TASK TO COMPLETE.
Output only the stretch of the listing that starts at the line containing "Question. Put a dot on every instance of the white cloud" and ends at the line containing "Question. Put a dot on every instance of the dirt", reproduced exactly with both ends.

━━━━━━━━━━━━━━━━━━━━

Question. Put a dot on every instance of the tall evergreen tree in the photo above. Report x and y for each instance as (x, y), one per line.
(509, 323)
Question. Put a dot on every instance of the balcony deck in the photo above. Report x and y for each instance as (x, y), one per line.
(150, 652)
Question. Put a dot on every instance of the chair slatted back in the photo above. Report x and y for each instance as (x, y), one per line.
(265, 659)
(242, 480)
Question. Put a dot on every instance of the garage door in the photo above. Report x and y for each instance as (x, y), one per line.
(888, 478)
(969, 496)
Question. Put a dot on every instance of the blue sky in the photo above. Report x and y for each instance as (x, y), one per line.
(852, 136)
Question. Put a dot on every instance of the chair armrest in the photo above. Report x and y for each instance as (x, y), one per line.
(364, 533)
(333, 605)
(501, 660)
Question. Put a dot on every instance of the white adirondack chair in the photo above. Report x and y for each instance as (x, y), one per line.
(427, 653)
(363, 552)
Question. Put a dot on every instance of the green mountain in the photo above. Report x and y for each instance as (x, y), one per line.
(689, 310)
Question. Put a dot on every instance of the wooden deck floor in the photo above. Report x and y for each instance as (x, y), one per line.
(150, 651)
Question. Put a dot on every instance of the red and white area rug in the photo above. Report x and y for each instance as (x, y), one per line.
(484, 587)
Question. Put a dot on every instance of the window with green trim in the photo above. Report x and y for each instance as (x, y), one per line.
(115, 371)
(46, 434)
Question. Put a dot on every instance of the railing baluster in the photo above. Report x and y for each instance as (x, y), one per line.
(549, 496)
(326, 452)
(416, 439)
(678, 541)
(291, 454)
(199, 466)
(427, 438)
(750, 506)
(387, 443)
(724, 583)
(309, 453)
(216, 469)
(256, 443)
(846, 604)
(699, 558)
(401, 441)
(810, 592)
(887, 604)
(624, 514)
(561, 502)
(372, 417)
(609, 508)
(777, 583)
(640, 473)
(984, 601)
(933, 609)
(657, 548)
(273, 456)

━━━━━━━━━━━━━━━━━━━━

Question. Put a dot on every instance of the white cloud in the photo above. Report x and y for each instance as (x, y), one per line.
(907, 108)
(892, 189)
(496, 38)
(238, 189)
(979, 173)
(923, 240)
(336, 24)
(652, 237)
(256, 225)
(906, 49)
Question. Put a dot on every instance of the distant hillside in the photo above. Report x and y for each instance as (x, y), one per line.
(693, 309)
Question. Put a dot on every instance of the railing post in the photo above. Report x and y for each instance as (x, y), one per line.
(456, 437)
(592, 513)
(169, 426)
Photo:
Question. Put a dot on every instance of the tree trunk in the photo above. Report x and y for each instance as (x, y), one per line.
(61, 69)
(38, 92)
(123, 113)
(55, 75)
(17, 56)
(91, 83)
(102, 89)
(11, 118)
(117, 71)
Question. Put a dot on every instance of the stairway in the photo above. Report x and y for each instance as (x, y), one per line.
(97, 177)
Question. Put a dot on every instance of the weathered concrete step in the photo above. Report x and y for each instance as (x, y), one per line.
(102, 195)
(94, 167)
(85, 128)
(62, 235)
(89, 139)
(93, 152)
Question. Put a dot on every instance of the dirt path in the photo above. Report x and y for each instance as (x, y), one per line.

━━━━━━━━━━━━━━━━━━━━

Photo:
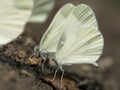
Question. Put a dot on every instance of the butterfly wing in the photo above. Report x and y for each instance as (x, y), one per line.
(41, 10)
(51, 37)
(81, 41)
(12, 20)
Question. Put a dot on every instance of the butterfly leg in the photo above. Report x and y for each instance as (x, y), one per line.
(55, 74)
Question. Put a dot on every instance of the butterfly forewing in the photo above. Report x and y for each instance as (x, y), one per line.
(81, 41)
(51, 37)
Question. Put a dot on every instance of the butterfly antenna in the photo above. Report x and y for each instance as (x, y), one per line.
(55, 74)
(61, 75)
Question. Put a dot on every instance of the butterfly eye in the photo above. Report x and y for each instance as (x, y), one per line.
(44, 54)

━━━━━━━━━━━━━━━━━━━━

RESULT OF THE EXERCISE.
Question. Put a dot on every instance of the white cloud in the photo above. Report x and y for each instance as (x, y), one per line.
(907, 108)
(892, 189)
(496, 38)
(238, 189)
(979, 173)
(923, 240)
(336, 24)
(652, 237)
(256, 225)
(906, 49)
Question. Put a dot on every instance of the distant hillside in the photo above. Report x and y for each instance as (x, y), one per line.
(693, 309)
Question. Put a dot on every instance of the railing post in the photo above. Report x and y for each instance as (x, y), one per line.
(456, 437)
(592, 513)
(169, 426)
Photo:
Question. Put a dot on every instance of the tree trunk in the photo above. Report x and y for each instance as (x, y), one per line.
(61, 69)
(38, 92)
(123, 113)
(55, 75)
(17, 56)
(91, 83)
(102, 89)
(11, 118)
(117, 71)
Question. Put a dot on every instance of the stairway in the photo above. Report x and y for each instance as (x, y), one per line.
(97, 177)
Question. Put a dot on every instance of the weathered concrete step in the photo above. Report x and y for each instance as (x, y), one per line.
(102, 195)
(94, 167)
(85, 128)
(62, 235)
(89, 139)
(93, 152)
Question. Put a dot on every instance of the dirt path in the photo above. Report x and y for each instance as (x, y), one per line.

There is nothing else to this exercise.